(Beginning of EXTRACTED TEXT)

Welcome to your first week of work at the Disease And Treatment Agency, division of Societal Cures In Epidemiology and New Creative Engineering (DATA-SCIENCE). Time to get to work!
Due to the recent epidemic of West Nile Virus in the Windy City, we've had the Department of Public Health set up a surveillance and control system. We're hoping it will let us learn something from the mosquito population as we collect data over time. Pesticides are a necessary evil in the fight for public health and safety, not to mention expensive! We need to derive an effective plan to deploy pesticides throughout the city, and that is exactly where you come in!
The dataset, along with description, can be found here: https://www.kaggle.com/c/predict-west-nile-virus/.
This is also where you will be submitting your code for evaluation. We will be using the Kaggle Leaderboard to keep track of your score. The public leaderboard uses roughly 30% of the dataset to score an AUC (Area Under Curve) metric. You can read more about the scoring metric here.
If you do not already have a Kaggle account, you will need to sign up on the website. Also note that you will be submitting a "Late Submission" on Kaggle because the official competition has ended. You can use the leaderboard to see how your results compare against roughly 1300 other data science teams!
You can submit predictions as many times as you want to Kaggle, but there is a limit of 5 submissions per day. Be intentional with your submissions!
This project will be executed as a group. To make your team as effective and efficient as possible you should do the create a shared GitHub repo and project planning document as described in the deliverables section below.
GitHub Repo
- Create a GitHub repository for the group. Each member should be added as a contributor.
- Retrieve the dataset and upload it into a directory named
assets
. - Generate a .py or .ipynb file that imports the available data.
Project Planning
- Define your deliverable - what is the end result?
- Break that deliverable up into its components, and then go further down the rabbit hole until you have actionable items. Document these using a project managment tool to track things getting done. The tool you use is up to you; it could be Trello, a spreadsheet, GitHub issues, etc.
- Begin deciding priorities for each task. These are subject to change, but it's good to get an initial consensus. Order these priorities however you would like.
- You planning documentation (or a link to it) should be included in your GitHub repo.
EDA
- Describe the data. What does it represent? What types are present? What does each data points' distribution look like? Discuss these questions, and your own, with your partners. Document your conclusions.
- What kind of cleaning is needed? Document any potential issues that will need to be resolved.
Note: As you know, EDA is the single most important part of data science. This is where you should be spending most of your time. Knowing your data, and understanding the status of its integrity, is what makes or breaks a project.
Modeling
- The goal is of course to build a model and make predictions that the city of Chicago can use when it decides where to spray pesticides! Your team should have a clean Jupyter Notebook that shows your EDA process, your modeling and predictions.

(End of EXTRACTED TEXT)
(Beginning of EXTRACTED MATERIAL)

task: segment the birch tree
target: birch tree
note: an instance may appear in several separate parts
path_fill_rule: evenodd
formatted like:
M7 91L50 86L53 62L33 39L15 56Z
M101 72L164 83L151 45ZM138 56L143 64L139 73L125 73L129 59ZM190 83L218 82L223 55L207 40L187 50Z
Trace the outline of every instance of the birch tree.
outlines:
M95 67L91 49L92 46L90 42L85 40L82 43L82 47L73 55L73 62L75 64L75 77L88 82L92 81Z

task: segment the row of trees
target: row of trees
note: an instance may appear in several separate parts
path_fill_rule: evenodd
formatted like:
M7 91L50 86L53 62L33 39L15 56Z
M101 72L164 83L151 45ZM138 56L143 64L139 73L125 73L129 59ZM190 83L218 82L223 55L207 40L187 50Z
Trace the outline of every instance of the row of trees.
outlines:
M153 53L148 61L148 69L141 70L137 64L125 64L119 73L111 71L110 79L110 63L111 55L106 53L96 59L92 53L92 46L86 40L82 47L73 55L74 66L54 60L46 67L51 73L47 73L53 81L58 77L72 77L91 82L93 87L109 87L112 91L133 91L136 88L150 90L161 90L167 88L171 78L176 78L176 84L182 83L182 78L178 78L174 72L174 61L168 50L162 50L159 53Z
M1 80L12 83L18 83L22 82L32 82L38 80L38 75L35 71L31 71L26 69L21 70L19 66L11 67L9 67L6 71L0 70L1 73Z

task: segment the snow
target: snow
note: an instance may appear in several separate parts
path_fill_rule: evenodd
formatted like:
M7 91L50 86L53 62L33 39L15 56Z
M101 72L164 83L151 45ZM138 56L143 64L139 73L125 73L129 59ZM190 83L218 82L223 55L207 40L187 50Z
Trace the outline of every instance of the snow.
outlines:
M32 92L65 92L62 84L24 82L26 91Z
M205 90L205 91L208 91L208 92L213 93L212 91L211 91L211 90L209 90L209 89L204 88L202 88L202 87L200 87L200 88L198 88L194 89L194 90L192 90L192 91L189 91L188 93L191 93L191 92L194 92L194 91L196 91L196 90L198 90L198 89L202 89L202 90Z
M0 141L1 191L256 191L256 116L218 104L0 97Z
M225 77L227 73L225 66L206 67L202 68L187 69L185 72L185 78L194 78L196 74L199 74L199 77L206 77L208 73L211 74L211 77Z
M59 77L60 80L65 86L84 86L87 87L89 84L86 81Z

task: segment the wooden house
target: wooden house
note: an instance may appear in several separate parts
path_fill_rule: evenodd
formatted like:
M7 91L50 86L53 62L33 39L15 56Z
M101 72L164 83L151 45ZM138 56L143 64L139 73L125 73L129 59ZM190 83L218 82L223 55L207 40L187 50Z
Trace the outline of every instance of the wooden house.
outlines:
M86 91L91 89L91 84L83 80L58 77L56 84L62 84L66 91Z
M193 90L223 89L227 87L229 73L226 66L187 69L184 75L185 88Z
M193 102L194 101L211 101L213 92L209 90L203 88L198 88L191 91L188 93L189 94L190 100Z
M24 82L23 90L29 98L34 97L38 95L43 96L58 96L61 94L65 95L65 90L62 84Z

(End of EXTRACTED MATERIAL)

▶ **APPLY WHAT YOU READ**:
[a] According to the West Nile Virus project brief, why will teams be making a "Late Submission" on Kaggle?
[b] In the West Nile Virus project brief, what is the daily limit on Kaggle submissions?
The listing has nothing to do with the West Nile Virus project brief.

▶ **SOLUTIONS BELOW**:
[a] Teams will submit as a "Late Submission" because the official Kaggle competition has already ended.

[b] Five submissions per day.